• [Source]
[BEGIN]
2^64 bytes is enough for any human

Posted Apr 16, 2004 21:31 UTC (Fri) by giraffedata (subscriber, #1954) [Link]

Back when people were storing bits in induction coils nobody thought...

I'm always suspicious of these statements. Throughout history, people have been smart and imaginative.

Though I was not talking to people about memory sizes in those days, I'm sure anyone who thought about it seriously realized we would need 1MB of memory in a computer.

They quite possibly didn't think we'd ever be able to get it, but that's a whole different discussion.

I guess we could put it another way: Nobody thought in the future we would need 20 bit addresses. (Because we'd never be able to get 1MB of memory behind a single CPU).

2^64 bytes is enough for any human

Posted Apr 20, 2004 16:47 UTC (Tue) by zooko (subscriber, #2589) [Link]

At some point, the "we'll always need more" belief has to be wrong. For example: do you think we'll need more than 2^128 memory? I don't. How many atoms of matter are there in the universe?
[END]
• [Tasks to perform]
**a)** In the comment thread, how much memory does the first commenter say anyone who thought about it seriously would have realized a computer would need?
**b)** Reproduce the part of the comment thread starting at "I'm always suspicious" and ending at "whole different discussion.".

Position annotation records
[BEGIN]
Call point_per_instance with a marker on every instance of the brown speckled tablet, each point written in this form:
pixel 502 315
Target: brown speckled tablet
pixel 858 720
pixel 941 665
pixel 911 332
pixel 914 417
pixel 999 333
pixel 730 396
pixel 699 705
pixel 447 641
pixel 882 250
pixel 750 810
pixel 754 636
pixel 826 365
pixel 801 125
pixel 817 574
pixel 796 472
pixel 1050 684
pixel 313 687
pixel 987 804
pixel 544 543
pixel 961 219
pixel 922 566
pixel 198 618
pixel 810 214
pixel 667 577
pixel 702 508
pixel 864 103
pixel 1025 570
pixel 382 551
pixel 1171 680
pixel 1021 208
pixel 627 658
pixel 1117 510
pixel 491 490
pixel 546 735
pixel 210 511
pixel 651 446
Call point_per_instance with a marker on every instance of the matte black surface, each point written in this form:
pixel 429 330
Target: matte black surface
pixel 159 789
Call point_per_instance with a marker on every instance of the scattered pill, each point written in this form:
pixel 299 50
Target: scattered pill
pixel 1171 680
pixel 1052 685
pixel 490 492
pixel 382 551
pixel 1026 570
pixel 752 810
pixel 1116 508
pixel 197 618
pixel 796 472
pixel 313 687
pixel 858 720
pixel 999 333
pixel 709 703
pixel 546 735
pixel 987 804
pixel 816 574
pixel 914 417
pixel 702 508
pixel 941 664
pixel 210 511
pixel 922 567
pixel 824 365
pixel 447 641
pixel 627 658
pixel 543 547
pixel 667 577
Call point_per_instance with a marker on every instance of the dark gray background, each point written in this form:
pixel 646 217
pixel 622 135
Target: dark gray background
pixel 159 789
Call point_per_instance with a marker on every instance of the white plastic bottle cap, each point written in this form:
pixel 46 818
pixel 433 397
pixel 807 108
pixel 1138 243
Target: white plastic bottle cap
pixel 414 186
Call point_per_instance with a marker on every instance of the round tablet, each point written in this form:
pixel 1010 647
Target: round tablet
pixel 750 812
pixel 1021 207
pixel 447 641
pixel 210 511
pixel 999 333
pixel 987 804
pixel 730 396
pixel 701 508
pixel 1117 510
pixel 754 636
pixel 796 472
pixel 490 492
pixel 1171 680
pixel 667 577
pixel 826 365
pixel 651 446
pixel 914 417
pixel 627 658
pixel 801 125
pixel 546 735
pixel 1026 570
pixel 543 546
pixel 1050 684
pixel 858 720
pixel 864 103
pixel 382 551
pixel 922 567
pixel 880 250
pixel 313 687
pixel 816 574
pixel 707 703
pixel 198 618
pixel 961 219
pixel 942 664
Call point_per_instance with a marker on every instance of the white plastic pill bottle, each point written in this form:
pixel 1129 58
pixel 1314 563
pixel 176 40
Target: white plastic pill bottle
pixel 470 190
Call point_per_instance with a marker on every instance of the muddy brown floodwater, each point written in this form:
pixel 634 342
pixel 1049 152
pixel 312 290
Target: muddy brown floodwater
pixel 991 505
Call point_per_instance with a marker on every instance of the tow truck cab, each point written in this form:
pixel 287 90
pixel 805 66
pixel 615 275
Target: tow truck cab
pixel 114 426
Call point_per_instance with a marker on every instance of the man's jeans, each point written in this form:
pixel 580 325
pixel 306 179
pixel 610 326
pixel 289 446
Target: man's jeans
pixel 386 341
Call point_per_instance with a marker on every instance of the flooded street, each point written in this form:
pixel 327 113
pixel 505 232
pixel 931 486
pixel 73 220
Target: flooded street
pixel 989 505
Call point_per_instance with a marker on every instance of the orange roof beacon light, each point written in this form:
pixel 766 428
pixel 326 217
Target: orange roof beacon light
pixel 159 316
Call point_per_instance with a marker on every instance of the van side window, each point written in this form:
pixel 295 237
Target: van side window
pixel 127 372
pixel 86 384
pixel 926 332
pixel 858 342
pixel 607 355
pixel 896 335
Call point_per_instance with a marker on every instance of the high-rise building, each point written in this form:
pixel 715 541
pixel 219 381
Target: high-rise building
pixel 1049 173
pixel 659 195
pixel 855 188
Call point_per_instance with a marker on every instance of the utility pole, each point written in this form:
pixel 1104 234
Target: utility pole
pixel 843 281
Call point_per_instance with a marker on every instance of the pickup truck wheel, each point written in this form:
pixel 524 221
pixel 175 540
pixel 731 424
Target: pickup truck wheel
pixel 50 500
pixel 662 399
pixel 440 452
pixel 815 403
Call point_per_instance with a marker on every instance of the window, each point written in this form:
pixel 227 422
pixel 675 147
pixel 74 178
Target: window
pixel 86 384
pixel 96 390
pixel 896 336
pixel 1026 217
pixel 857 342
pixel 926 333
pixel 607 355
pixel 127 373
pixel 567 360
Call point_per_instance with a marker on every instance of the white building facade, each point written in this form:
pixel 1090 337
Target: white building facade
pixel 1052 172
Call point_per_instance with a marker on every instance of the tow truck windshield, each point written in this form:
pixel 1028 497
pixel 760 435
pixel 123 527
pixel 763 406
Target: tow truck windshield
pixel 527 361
[END]
• [Task results]
**a)** 1MB

**b)**
I'm always suspicious of these statements. Throughout history, people have been smart and imaginative.

Though I was not talking to people about memory sizes in those days, I'm sure anyone who thought about it seriously realized we would need 1MB of memory in a computer.

They quite possibly didn't think we'd ever be able to get it, but that's a whole different discussion.